### TASK DESCRIPTION
Retype each record shown below, leaving every character as it is.
-- RECORDS start --
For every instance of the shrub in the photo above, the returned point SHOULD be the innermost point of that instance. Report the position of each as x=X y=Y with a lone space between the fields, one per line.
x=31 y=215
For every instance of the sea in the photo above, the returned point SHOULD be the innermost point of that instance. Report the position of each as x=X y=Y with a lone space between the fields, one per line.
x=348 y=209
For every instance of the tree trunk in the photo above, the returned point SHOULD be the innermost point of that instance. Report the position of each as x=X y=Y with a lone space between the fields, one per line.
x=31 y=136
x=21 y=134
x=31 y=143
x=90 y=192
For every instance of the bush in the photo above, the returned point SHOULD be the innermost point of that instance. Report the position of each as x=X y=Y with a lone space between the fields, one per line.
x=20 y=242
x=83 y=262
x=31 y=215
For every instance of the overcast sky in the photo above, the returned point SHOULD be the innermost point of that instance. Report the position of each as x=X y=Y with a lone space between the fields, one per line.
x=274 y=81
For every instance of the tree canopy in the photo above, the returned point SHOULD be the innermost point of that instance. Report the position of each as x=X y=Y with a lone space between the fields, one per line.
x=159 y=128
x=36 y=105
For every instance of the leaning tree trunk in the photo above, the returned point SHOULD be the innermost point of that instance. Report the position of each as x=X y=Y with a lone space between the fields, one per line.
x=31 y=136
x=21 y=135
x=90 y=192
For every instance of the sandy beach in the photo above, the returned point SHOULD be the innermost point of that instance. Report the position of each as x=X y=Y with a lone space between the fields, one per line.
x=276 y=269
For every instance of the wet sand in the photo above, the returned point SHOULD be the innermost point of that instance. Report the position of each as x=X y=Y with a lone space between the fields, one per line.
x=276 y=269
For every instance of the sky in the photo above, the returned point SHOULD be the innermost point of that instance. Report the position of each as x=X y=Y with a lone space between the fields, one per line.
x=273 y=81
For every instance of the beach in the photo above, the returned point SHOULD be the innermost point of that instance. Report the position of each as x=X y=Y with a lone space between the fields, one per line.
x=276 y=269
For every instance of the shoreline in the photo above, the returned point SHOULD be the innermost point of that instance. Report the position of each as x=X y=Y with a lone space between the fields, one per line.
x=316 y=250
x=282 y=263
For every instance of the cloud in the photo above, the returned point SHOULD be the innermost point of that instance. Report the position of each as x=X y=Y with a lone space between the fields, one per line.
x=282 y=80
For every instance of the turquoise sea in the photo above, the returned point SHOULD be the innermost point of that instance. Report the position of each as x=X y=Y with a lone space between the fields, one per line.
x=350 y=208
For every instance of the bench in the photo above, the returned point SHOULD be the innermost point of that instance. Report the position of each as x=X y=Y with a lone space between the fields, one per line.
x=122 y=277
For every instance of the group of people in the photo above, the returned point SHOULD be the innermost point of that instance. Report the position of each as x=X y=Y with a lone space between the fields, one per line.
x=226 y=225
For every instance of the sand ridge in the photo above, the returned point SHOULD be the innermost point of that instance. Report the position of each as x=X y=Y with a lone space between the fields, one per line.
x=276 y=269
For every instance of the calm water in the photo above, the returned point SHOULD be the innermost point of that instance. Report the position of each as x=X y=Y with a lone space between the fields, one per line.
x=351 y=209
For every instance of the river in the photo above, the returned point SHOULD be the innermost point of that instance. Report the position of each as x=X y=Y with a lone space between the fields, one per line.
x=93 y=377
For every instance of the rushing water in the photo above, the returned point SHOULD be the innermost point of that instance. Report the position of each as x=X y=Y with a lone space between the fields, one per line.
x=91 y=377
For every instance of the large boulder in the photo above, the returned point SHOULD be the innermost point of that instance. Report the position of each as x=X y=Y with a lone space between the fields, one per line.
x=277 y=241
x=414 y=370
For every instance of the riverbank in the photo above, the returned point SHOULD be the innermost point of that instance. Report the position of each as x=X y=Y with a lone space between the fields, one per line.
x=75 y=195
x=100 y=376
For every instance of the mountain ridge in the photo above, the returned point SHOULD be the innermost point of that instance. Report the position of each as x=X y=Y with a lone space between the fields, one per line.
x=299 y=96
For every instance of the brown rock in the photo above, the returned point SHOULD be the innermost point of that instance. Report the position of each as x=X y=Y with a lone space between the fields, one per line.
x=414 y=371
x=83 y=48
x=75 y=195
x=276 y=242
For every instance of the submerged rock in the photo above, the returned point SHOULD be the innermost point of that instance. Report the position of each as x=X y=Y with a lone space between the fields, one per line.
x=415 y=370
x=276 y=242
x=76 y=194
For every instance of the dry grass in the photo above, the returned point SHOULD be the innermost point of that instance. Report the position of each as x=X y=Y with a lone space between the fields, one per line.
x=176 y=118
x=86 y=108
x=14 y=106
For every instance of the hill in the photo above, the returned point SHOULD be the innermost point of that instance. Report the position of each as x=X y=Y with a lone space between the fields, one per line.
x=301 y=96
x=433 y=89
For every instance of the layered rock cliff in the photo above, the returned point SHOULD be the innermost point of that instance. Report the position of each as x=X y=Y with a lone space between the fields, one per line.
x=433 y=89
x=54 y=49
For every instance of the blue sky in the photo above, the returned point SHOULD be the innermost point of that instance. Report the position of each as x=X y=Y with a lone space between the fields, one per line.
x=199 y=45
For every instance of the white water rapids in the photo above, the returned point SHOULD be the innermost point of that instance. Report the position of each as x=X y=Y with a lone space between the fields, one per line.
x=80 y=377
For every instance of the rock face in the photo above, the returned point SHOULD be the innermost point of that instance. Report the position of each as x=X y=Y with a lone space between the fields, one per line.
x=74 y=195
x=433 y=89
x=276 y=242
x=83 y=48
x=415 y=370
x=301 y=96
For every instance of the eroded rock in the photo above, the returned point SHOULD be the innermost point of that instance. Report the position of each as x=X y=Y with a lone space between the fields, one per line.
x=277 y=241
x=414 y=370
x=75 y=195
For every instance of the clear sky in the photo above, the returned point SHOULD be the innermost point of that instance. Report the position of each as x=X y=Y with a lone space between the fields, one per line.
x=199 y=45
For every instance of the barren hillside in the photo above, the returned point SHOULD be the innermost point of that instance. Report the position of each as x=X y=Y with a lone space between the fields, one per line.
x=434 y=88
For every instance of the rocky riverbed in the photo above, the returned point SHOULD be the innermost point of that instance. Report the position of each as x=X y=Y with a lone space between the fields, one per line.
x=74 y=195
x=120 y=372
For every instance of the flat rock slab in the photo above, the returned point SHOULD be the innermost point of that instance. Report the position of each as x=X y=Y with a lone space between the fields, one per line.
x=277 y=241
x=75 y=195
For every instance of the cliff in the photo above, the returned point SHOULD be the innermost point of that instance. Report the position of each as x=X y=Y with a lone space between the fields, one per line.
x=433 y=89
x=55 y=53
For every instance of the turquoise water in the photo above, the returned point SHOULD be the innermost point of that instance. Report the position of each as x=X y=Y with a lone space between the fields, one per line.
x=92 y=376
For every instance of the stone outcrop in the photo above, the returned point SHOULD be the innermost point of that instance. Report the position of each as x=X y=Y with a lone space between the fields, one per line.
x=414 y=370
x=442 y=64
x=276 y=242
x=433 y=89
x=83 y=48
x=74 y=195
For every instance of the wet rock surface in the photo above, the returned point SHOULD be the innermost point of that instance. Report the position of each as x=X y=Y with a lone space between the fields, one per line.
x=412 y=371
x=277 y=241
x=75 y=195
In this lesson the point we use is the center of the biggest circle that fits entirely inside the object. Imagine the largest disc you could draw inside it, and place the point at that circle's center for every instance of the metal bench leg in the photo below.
-- RECORDS end --
### FINAL ANSWER
For every instance of the shrub in the photo above, the returned point SHOULD be the innermost point of that instance. Report the position of each as x=X y=Y with a lone space between the fields, one per line.
x=31 y=215
For every instance of the sea in the photo above, the returned point SHOULD be the innermost point of that instance. Report the position of each as x=X y=Y with a lone space between the fields, one per line.
x=348 y=209
For every instance of the tree trunk in the photo above, the returned point SHOULD be the innermost point of that instance. Report the position of each as x=X y=Y with a lone space between the fields, one per line.
x=31 y=136
x=21 y=134
x=31 y=143
x=90 y=192
For every instance of the bush in the photo above, the returned point SHOULD be the innermost point of that instance. Report the position of each as x=X y=Y with a lone space between the fields, one per line.
x=20 y=242
x=83 y=262
x=31 y=215
For every instance of the overcast sky in the photo above, the returned point SHOULD be the innermost point of that instance. Report the position of each as x=X y=Y with a lone space between the fields, one per line.
x=274 y=81
For every instance of the tree canopy in the photo above, the returned point SHOULD be the innermost point of that instance. Report the position of each as x=X y=Y with a lone space between the fields, one per line.
x=159 y=128
x=36 y=105
For every instance of the leaning tree trunk in the photo above, the returned point SHOULD be the innermost point of that instance. Report the position of each as x=X y=Y with a lone space between the fields, one per line.
x=31 y=136
x=21 y=135
x=90 y=192
For every instance of the sandy beach in the photo above, the returned point SHOULD be the innermost point of that instance. Report the position of each as x=X y=Y with a lone space between the fields, one per line.
x=276 y=269
For every instance of the wet sand in the photo above, the returned point SHOULD be the innermost point of that instance. Report the position of each as x=X y=Y with a lone space between the fields, one per line.
x=276 y=269
For every instance of the sky in the photo above, the returned point SHOULD be the innermost point of that instance. Report the position of each as x=X y=Y with a lone space between the fields, one per line.
x=273 y=81
For every instance of the beach in the photo above, the returned point SHOULD be the innermost point of that instance. Report the position of each as x=X y=Y with a lone space between the fields, one per line.
x=276 y=269
For every instance of the shoreline in the photo above, the returned point SHOULD be the innermost point of that instance. Report the position of each as x=X y=Y with a lone space between the fields, one per line.
x=316 y=250
x=282 y=263
For every instance of the cloud in the photo above, the returned point SHOULD be the innermost point of that instance. Report the position of each as x=X y=Y with a lone space between the fields, one per line.
x=282 y=80
For every instance of the turquoise sea in the photo above, the returned point SHOULD be the innermost point of that instance. Report the position of each as x=X y=Y with a lone space between the fields, one per line.
x=350 y=208
For every instance of the bench in the photo above, the returned point SHOULD be the innermost point of that instance. Report the position of each as x=X y=Y with a lone space between the fields, one per line.
x=122 y=277
For every instance of the group of people in the photo above, the returned point SHOULD be the innermost point of that instance. Report the position of each as x=X y=Y with a lone space between the fields, one per line.
x=226 y=225
For every instance of the sand ridge in the photo above, the returned point SHOULD be the innermost point of that instance. Report the position of each as x=X y=Y with a lone space between the fields, one per line.
x=276 y=269
For every instance of the calm water in the photo above, the returned point SHOULD be the innermost point of that instance. Report the position of each as x=X y=Y with a lone space between the fields, one per line.
x=351 y=209
For every instance of the river in the photo above, the returned point SHOULD be the innermost point of that instance. Report the position of each as x=X y=Y with a lone space between the fields, one per line.
x=93 y=377
For every instance of the rushing water in the photo above, the returned point SHOULD be the innermost point of that instance. Report the position of each as x=X y=Y with a lone space between the fields, one per line.
x=91 y=377
For every instance of the large boulder in the photo above, the returned point SHOULD be the innermost point of that instance. Report the position of each as x=X y=Y with a lone space between the fields, one per line.
x=277 y=241
x=414 y=370
For every instance of the riverbank in the photo above, the returned point SHOULD be the innermost point of that instance. Report the position of each as x=X y=Y with a lone space between the fields, one per line.
x=75 y=195
x=100 y=376
For every instance of the mountain ridge in the photo above, the returned point SHOULD be the innermost point of that instance. Report the position of each as x=X y=Y with a lone space between the fields, one per line.
x=299 y=96
For every instance of the brown rock in the photo above, the returned point SHOULD be the innermost point of that instance. Report the position of each as x=X y=Y with a lone space between the fields, one per line.
x=414 y=371
x=83 y=48
x=75 y=195
x=276 y=242
For every instance of the submerged rock in the photo above, the returned point SHOULD be the innermost point of that instance. Report the position of each as x=X y=Y with a lone space between the fields, one per line.
x=415 y=370
x=276 y=242
x=76 y=194
For every instance of the dry grass in the photo above, the returned point SHOULD be the innermost point of that instance. Report the position of each as x=X y=Y with a lone space between the fields, one per line.
x=176 y=118
x=86 y=108
x=14 y=106
For every instance of the hill in the photo above, the returned point SHOULD be the innermost point of that instance. Report the position of each as x=X y=Y with a lone space between the fields, one per line.
x=301 y=96
x=433 y=89
For every instance of the layered rock cliff in the photo above, the returned point SHOULD be the innermost point of that instance. Report the position of each as x=X y=Y with a lone space between the fields, one per line.
x=433 y=89
x=54 y=49
For every instance of the blue sky in the photo above, the returned point SHOULD be the innermost point of that instance. Report the position of each as x=X y=Y with a lone space between the fields, one per line.
x=199 y=45
For every instance of the white water rapids in the photo above, the returned point SHOULD be the innermost point of that instance. Report the position of each as x=X y=Y with a lone space between the fields, one per line.
x=80 y=377
For every instance of the rock face in the photo above, the returned point SHOULD be the innermost point of that instance. Report the position of each as x=X y=Y with a lone space between the fields, one per line.
x=74 y=195
x=433 y=89
x=276 y=242
x=83 y=48
x=415 y=370
x=301 y=96
For every instance of the eroded rock in the photo above, the returned point SHOULD be the innermost point of that instance. Report the position of each as x=X y=Y with a lone space between the fields, one per line.
x=277 y=241
x=414 y=370
x=75 y=195
For every instance of the clear sky in the photo above, the returned point SHOULD be the innermost point of that instance. Report the position of each as x=X y=Y with a lone space between the fields, one per line.
x=199 y=45
For every instance of the barren hillside in the photo above, the returned point SHOULD be the innermost point of that instance. Report the position of each as x=X y=Y with a lone space between the fields, one per line.
x=434 y=88
For every instance of the rocky riverbed in the photo above, the returned point SHOULD be the innermost point of that instance. Report the position of each as x=X y=Y with a lone space between the fields, one per line.
x=74 y=195
x=120 y=372
For every instance of the flat rock slab in the photo above, the returned point SHOULD be the innermost point of that instance. Report the position of each as x=X y=Y with a lone space between the fields, one per line.
x=277 y=241
x=75 y=195
For every instance of the cliff in the photo above, the returned point SHOULD be the innermost point of that instance. Report the position of each as x=X y=Y with a lone space between the fields, one per line.
x=433 y=89
x=55 y=53
For every instance of the turquoise water in the photo above, the returned point SHOULD be the innermost point of that instance. Report the position of each as x=X y=Y with a lone space between the fields, one per line.
x=92 y=376
For every instance of the stone outcrop in the photo above, the returned point SHOULD be the innermost point of that instance. Report the position of each as x=X y=Y with a lone space between the fields, one per line.
x=414 y=370
x=442 y=64
x=276 y=242
x=433 y=89
x=83 y=48
x=74 y=195
For every instance of the wet rock surface in the photo above, the returned point SHOULD be the innermost point of that instance. Report the position of each as x=X y=Y with a lone space between the fields, one per line.
x=412 y=371
x=277 y=241
x=75 y=195
In this lesson the point we use is the center of the biggest circle that fits entirely inside the object. Imagine the largest disc you could draw inside it, and place the point at that circle's center for every instance of the metal bench leg in the photo below.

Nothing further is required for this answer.